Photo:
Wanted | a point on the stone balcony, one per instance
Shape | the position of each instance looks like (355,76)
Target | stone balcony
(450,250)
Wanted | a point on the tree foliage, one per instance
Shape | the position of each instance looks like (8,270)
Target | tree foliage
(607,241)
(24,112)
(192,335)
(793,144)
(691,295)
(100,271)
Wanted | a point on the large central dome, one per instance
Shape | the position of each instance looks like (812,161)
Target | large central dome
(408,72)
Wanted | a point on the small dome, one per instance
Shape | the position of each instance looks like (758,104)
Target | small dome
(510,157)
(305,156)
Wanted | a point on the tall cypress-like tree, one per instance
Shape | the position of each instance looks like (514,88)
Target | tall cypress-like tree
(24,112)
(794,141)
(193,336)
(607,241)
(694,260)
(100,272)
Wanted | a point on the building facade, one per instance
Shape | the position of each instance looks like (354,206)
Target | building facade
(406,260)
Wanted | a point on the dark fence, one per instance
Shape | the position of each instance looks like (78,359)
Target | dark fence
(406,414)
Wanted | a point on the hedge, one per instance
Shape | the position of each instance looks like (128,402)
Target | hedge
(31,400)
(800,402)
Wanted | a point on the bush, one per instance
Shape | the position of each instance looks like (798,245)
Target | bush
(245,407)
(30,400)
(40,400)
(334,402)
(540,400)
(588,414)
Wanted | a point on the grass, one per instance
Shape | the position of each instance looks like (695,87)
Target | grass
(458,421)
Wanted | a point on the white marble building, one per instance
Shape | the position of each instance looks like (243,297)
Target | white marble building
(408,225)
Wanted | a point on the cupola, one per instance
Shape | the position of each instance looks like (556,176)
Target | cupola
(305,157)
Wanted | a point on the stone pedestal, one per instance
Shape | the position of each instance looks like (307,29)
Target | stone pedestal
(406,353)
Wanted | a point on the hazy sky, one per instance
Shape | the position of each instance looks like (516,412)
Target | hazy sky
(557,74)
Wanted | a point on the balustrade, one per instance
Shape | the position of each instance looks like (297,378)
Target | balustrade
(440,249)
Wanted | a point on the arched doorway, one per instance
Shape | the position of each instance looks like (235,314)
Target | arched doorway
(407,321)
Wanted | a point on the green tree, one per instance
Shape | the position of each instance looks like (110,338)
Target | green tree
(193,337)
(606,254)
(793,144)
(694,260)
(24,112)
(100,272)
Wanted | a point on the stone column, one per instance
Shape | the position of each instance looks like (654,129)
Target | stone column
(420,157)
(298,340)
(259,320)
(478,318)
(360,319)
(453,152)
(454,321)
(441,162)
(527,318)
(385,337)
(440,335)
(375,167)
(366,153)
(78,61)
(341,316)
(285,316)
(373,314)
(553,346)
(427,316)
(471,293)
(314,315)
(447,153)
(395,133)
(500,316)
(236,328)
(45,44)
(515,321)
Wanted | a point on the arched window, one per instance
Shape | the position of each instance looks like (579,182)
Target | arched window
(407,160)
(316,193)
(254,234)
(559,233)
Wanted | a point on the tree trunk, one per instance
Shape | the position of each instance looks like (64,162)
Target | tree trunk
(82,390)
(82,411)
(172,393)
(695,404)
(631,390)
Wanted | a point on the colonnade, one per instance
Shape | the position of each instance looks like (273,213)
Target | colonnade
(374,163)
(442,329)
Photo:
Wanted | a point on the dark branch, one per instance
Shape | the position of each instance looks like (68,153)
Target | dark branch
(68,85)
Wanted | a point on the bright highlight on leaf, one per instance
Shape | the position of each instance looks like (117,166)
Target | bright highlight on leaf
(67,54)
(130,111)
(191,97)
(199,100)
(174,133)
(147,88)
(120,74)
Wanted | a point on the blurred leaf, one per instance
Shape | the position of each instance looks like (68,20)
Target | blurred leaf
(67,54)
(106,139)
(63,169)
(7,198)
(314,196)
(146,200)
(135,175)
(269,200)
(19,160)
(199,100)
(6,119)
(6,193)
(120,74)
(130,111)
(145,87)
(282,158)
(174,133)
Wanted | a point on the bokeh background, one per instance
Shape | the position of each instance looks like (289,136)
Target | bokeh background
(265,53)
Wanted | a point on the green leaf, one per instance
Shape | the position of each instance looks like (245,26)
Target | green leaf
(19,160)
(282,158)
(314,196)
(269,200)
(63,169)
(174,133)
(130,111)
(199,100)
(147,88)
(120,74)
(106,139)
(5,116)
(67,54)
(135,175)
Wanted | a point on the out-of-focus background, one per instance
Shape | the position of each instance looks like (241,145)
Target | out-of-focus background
┄┄┄┄┄┄┄┄┄┄┄┄┄┄┄┄┄┄┄┄
> [Requirement] Reproduce exactly the line that holds "Wanted | a point on the bright", then every line after it, ending with the final line of the records above.

> [Response]
Wanted | a point on the bright highlight on leaf, one per instance
Shape | the position of each instance looks like (117,166)
Target | bright highlight on leaf
(67,54)
(130,111)
(191,97)
(199,100)
(174,133)
(147,88)
(120,74)
Wanted | a point on the blurred leaf, one per instance
Shape | the position of each instance looks like (68,20)
Target | blurred leaf
(67,54)
(106,139)
(63,169)
(7,198)
(314,196)
(146,200)
(135,175)
(269,200)
(19,160)
(199,100)
(6,119)
(6,193)
(120,74)
(130,111)
(145,87)
(282,158)
(174,133)
Wanted | a point on the bokeh background, one per instance
Shape | the position of each instance looks like (289,136)
Target | bokeh background
(265,53)
Wanted | a point on the green leaf, one per instance
Shape | the position of each instance looks like (245,26)
Target | green leaf
(19,160)
(282,158)
(314,196)
(269,200)
(63,169)
(174,133)
(130,111)
(199,100)
(147,88)
(120,74)
(106,139)
(5,116)
(67,54)
(135,175)
Wanted | a point on the out-of-focus background, one per instance
Shape | the position of each instance looks like (241,145)
Target | out-of-focus background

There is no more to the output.